* PROMPT
Find each line in the data below that contains the string "shorts" and copy those lines out. Matching is case-sensitive.

▬▬▬▬▬▬▬▬▬▬

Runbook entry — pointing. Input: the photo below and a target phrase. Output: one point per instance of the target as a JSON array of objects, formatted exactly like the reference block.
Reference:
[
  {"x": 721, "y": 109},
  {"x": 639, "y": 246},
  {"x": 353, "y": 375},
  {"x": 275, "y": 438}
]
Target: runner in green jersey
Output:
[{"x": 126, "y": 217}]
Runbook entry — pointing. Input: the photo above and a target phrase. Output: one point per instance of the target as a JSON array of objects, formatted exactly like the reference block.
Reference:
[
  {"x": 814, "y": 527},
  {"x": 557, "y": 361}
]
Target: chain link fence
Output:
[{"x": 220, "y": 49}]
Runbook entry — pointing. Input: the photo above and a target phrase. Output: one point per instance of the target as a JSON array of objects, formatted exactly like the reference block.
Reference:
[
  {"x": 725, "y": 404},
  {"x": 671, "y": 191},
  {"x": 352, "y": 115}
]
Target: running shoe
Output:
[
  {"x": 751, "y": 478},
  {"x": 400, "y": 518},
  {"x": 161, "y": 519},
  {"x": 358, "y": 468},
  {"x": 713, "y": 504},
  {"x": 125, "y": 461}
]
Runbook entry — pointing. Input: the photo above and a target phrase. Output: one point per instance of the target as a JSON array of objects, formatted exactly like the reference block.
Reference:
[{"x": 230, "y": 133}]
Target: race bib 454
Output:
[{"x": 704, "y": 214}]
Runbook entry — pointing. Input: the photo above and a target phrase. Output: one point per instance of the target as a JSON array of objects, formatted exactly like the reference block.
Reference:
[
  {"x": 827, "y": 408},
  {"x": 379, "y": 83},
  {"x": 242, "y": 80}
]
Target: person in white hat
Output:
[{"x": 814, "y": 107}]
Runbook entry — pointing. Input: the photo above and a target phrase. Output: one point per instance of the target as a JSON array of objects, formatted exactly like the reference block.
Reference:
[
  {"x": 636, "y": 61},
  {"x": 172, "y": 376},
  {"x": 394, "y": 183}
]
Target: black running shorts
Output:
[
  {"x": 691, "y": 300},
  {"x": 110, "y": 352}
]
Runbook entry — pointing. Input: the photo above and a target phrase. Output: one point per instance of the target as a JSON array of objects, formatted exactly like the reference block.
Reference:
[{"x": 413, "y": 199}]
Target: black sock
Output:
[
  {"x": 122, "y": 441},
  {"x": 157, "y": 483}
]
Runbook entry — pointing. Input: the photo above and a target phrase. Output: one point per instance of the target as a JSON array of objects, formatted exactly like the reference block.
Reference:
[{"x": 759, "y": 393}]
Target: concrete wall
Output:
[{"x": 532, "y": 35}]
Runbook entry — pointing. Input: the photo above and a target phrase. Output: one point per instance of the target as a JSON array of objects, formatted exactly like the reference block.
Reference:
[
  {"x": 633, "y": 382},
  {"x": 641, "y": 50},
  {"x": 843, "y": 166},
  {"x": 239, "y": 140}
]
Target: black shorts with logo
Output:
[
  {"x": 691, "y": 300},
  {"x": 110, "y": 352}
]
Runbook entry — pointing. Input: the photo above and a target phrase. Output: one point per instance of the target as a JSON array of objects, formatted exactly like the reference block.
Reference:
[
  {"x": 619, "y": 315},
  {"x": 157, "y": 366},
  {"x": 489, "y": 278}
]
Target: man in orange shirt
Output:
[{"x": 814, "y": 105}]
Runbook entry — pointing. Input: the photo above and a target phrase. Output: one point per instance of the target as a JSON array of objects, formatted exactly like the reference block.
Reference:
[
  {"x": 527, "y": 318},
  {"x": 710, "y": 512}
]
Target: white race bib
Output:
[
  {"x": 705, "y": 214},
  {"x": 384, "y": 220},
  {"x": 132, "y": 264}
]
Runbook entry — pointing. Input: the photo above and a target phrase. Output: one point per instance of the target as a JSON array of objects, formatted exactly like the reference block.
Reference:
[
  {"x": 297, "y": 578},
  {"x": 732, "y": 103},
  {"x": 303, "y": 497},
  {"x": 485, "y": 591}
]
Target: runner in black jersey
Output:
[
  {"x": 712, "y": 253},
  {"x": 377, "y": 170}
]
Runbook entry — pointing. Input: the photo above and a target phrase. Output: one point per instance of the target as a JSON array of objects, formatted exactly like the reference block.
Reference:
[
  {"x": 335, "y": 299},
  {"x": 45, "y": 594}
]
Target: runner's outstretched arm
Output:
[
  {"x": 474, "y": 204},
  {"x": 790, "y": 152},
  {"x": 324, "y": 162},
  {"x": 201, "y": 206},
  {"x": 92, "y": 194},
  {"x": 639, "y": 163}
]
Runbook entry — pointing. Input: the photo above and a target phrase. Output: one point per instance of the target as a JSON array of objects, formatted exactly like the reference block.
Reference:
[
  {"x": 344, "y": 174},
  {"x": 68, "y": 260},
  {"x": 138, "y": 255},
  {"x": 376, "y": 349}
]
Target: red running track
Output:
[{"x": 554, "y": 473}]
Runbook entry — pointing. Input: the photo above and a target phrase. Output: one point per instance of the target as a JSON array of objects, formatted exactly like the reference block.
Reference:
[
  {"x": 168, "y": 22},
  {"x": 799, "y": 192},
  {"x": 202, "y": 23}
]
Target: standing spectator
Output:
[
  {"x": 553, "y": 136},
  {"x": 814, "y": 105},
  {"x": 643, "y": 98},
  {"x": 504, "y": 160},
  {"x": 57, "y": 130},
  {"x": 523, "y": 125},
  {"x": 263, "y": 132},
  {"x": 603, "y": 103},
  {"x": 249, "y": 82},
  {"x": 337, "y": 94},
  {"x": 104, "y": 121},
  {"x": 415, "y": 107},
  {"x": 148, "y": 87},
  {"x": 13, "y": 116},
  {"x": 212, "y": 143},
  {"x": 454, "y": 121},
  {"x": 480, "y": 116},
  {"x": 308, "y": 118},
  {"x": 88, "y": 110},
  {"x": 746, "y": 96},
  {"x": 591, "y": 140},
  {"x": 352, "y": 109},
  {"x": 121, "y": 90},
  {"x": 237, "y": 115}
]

▬▬▬▬▬▬▬▬▬▬

* OUTPUT OF THE EXERCISE
Target: black running shorts
Target: black shorts with logo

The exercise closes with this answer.